Below are records; reproduce exactly the lines from the one containing "Practice step: indicate the man" through the end, both included, and only those.
------ Material for this task
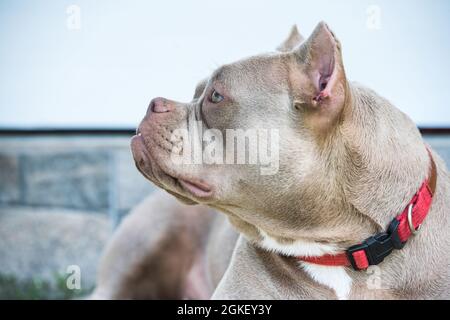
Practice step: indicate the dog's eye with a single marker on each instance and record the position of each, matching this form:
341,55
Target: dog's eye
216,97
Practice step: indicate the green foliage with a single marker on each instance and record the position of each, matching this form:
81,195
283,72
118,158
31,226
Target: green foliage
38,289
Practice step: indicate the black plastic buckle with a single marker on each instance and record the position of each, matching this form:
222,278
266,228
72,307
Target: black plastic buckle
379,246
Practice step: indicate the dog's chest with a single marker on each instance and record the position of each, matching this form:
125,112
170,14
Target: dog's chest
335,278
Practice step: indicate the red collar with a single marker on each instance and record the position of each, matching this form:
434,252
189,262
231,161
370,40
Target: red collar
374,249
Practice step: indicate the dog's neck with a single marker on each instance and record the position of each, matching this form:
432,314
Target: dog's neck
376,162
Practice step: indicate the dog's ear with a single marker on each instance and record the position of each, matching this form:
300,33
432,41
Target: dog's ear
293,40
318,79
200,88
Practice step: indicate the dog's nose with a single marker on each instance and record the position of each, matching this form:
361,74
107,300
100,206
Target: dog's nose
160,105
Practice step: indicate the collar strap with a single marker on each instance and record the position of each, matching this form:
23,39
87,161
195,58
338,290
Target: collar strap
373,250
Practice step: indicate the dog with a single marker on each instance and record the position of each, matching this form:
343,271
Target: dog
338,218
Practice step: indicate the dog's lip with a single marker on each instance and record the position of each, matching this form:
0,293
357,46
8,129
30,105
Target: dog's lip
198,189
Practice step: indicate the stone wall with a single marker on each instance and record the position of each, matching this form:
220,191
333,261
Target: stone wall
60,199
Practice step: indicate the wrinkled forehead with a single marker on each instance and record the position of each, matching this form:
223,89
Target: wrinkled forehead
264,72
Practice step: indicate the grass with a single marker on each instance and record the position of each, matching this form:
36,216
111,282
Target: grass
37,289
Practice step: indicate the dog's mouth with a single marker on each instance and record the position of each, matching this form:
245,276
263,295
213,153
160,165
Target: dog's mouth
152,163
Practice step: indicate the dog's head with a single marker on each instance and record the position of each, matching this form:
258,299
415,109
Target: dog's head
253,135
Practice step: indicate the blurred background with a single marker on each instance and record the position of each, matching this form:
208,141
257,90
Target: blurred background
76,78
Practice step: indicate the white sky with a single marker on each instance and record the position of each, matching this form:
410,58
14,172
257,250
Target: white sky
127,52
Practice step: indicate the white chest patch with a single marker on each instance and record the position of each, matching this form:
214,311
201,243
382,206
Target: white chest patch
335,278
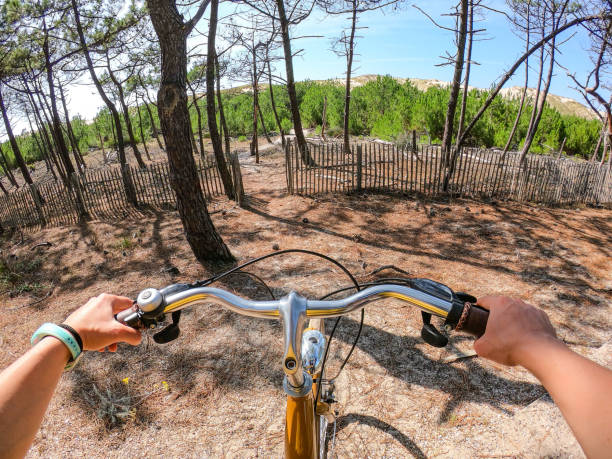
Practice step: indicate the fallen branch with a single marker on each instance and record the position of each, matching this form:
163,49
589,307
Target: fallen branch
40,300
42,244
393,267
459,356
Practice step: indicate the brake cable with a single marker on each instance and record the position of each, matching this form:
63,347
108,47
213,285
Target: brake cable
357,286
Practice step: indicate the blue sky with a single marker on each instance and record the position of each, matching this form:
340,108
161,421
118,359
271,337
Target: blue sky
404,44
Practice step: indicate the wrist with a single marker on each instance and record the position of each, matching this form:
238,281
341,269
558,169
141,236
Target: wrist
55,346
533,353
65,336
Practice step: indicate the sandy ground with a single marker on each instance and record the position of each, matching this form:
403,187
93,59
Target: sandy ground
216,391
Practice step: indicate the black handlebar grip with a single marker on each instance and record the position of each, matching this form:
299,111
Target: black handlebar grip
473,320
129,317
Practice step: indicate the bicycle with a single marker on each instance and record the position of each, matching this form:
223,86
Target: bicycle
309,394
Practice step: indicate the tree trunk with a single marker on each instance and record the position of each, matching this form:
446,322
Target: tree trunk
540,109
7,170
454,93
226,178
562,147
263,124
255,140
271,90
523,94
347,90
153,126
220,102
39,145
51,142
75,148
295,108
16,151
130,192
42,131
99,137
142,137
324,118
504,79
126,114
202,236
468,66
597,145
199,115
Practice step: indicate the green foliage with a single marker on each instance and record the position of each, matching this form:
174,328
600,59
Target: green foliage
381,108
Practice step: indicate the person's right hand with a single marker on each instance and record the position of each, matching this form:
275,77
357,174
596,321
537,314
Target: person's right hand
95,322
514,329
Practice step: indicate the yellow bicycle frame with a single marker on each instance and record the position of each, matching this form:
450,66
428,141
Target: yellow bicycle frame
302,439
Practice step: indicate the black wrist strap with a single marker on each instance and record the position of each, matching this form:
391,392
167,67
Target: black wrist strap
74,333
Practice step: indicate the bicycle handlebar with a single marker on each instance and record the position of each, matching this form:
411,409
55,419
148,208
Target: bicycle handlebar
293,310
460,315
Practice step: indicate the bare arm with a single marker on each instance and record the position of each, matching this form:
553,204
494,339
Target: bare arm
519,334
27,385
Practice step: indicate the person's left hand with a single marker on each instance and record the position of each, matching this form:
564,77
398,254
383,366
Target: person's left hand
96,324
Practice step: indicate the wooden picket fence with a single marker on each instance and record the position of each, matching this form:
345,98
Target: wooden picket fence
102,192
480,173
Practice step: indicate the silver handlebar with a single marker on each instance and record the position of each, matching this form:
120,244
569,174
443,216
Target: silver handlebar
314,308
293,310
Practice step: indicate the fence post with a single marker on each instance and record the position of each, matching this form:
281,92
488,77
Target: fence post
37,203
359,166
237,176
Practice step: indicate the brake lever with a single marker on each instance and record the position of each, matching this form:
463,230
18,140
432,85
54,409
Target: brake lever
430,334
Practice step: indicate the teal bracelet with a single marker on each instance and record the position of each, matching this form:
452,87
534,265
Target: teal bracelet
64,336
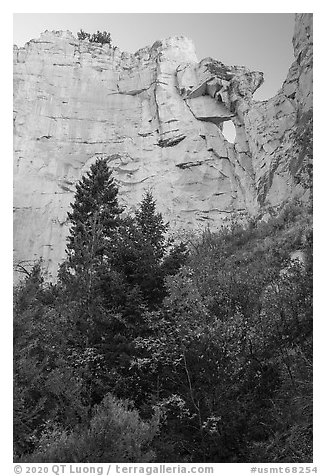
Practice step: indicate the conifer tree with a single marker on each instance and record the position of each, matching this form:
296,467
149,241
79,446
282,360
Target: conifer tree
94,217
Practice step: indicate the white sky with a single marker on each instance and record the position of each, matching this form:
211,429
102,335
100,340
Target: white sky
260,41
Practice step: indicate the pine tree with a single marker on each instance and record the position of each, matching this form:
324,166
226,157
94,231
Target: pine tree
94,217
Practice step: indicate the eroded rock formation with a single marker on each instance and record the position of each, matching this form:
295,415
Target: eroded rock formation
158,115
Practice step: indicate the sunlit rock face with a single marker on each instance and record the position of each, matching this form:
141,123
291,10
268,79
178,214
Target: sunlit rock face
158,116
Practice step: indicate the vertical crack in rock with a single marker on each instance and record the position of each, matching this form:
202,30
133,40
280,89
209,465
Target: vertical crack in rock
160,111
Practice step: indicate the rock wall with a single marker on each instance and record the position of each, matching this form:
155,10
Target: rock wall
158,116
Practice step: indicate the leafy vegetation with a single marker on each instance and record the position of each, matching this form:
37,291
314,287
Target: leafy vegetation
147,350
98,37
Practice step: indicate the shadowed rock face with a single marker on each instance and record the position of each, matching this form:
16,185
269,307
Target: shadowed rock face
158,116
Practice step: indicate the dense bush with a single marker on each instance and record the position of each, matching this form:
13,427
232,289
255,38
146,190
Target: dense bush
215,339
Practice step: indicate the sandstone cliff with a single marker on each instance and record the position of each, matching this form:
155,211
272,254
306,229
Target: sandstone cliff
158,114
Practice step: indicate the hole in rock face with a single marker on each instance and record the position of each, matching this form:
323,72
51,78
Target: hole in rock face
229,132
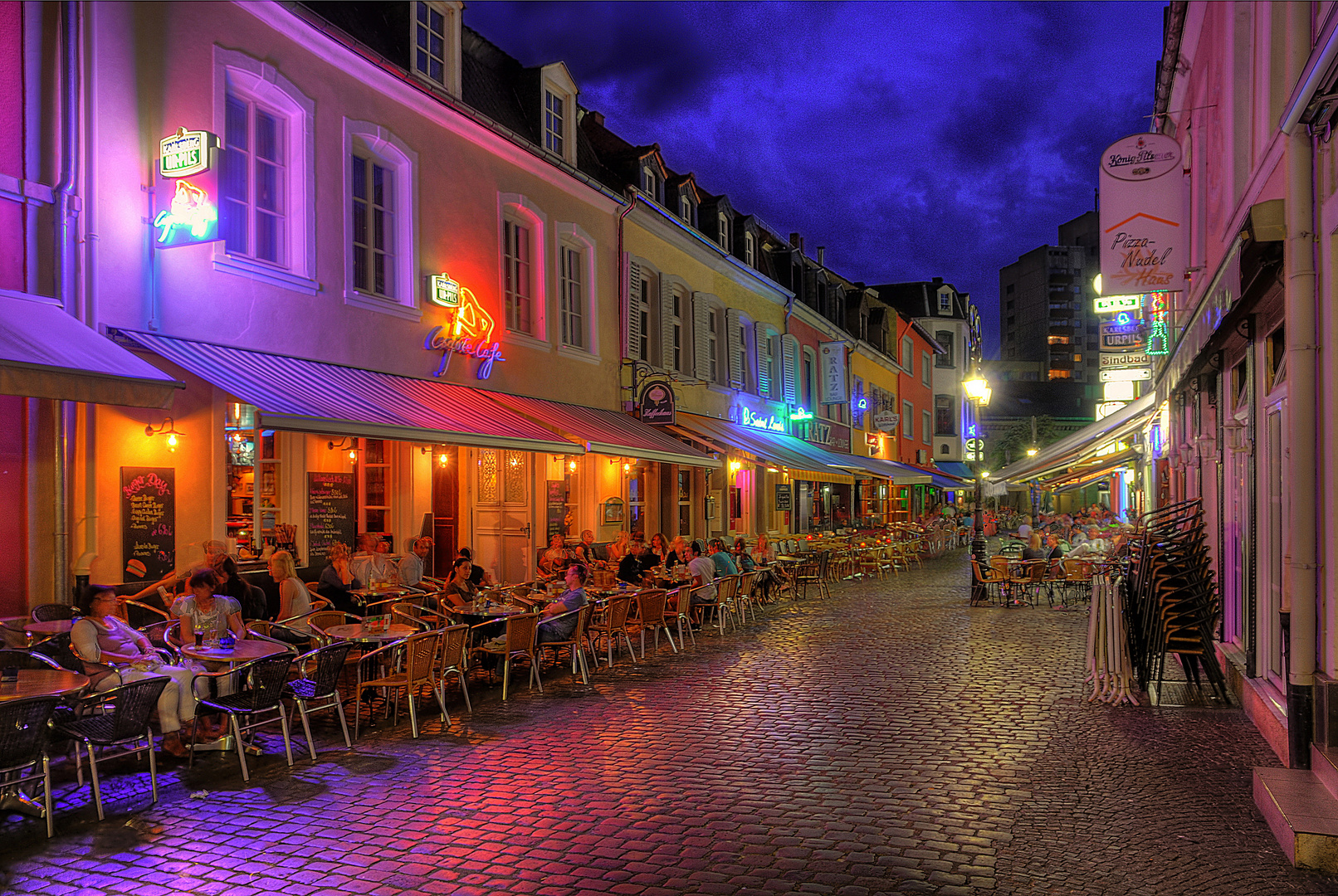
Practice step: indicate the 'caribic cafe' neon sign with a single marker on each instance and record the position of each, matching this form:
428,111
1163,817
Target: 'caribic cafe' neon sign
467,332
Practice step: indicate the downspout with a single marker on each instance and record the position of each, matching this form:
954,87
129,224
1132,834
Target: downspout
83,566
66,279
1300,598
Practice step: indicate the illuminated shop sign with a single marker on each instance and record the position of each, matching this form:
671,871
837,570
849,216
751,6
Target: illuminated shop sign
469,330
1112,304
186,190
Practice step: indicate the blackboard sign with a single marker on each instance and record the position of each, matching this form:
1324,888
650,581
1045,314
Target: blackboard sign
149,522
330,514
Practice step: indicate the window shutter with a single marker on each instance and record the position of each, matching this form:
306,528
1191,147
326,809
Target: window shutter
735,341
762,338
700,341
789,367
632,347
667,325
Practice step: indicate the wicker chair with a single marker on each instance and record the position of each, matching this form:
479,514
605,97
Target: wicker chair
52,611
419,660
520,631
577,644
614,623
126,727
11,658
24,729
262,696
320,690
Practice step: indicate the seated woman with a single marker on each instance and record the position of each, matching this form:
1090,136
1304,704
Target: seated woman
743,559
232,583
555,559
573,598
461,590
338,579
115,655
293,597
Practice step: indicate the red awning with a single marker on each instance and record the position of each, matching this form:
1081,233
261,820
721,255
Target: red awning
607,432
314,396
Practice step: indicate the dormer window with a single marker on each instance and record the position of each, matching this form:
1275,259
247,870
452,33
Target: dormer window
437,41
553,124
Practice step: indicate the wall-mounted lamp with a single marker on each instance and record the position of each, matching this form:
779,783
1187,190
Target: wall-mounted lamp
344,444
166,428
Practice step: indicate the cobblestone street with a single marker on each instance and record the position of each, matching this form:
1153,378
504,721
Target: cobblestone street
889,740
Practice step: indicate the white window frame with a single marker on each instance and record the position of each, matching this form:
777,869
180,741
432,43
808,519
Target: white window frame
375,142
522,210
557,80
258,82
572,236
452,61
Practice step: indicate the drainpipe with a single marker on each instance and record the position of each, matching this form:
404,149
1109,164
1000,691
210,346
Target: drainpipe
66,275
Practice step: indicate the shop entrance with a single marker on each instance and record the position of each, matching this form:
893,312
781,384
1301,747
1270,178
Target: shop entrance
502,522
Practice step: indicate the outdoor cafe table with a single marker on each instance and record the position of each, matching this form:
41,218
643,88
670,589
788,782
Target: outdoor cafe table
43,682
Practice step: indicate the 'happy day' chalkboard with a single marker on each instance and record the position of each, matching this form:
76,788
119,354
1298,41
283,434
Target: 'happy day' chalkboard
330,513
149,522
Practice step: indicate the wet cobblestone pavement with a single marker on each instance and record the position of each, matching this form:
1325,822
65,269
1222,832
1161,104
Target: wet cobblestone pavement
887,740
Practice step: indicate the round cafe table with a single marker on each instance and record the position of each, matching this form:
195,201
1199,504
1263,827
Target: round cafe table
43,682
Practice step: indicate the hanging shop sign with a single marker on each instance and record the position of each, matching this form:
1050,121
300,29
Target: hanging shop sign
469,330
887,421
1126,375
186,192
657,406
1113,304
1124,360
1140,216
831,358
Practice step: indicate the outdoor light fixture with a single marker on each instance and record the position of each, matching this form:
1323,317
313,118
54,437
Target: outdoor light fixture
166,428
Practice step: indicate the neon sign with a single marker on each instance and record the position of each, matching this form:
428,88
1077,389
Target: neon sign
467,332
758,421
1158,336
190,218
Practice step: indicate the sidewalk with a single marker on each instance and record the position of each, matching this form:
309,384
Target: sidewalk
889,740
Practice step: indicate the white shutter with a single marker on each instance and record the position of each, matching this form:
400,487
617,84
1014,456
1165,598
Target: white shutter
763,340
667,324
700,338
735,343
632,347
789,368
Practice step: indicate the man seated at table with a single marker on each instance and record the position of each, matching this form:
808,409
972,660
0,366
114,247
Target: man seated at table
564,629
720,557
634,563
411,565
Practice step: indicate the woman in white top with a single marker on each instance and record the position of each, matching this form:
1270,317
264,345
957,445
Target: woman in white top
115,655
293,598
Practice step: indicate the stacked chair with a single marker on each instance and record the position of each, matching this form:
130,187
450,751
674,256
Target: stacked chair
1172,599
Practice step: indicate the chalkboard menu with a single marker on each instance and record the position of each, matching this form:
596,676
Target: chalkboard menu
149,522
330,514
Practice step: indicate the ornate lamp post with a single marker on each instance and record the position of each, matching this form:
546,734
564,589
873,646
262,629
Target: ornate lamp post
979,393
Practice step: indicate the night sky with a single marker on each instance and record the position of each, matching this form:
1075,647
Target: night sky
914,141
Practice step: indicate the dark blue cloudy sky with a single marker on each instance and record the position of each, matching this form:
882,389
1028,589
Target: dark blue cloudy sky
914,141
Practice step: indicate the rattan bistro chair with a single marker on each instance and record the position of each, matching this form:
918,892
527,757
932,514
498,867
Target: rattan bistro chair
320,689
125,727
24,730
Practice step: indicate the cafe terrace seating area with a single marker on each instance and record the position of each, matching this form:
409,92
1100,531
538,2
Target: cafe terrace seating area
------------
Answer for the task:
Practice step: indicate the man seated at table with a single marker on each instance and record the position of each, matching this form:
808,409
972,660
0,366
114,247
Target: man seated at table
564,629
720,557
634,563
411,565
Practice step: indicate the woman in white top with a single marker on each instance and record the position of each, matching this form:
1270,317
264,345
957,445
Target: woman in white top
115,655
293,598
Practice step: indicate the stacked chair with a single marker on each instance and record the position of each, matching this form:
130,187
450,751
674,256
Target: stacked chair
1172,599
Practice step: indicate the chalkboard menu with a single marker on each instance and record the position of each, matching this form:
596,676
Target: chalkboard menu
149,522
330,514
Practice step: indicate the ornate lamp post with a single marker on each instance and record the position of each, matching this form:
546,734
564,589
873,646
262,629
Target: ornate lamp post
979,393
Practice step: indicate the night sky with a single marker on each instance and record the position of each, matching this form:
1075,647
Target: night sky
914,141
Practice step: indicate the dark blue cloudy sky with a single marker on each instance and record the position of each, matching this form:
882,389
1028,589
Target: dark blue cloudy sky
914,141
Practice step: indicate the rattan bistro chair with a single marker on each instance and record the position of each, matching this form:
918,892
527,757
932,514
498,867
Target: rattan bistro chair
320,689
125,727
24,730
Practice step: indicate the cafe terrace seating area with a single marker on each instance and record the position of each, matching this form:
409,92
1100,531
538,2
Target: cafe terrace seating area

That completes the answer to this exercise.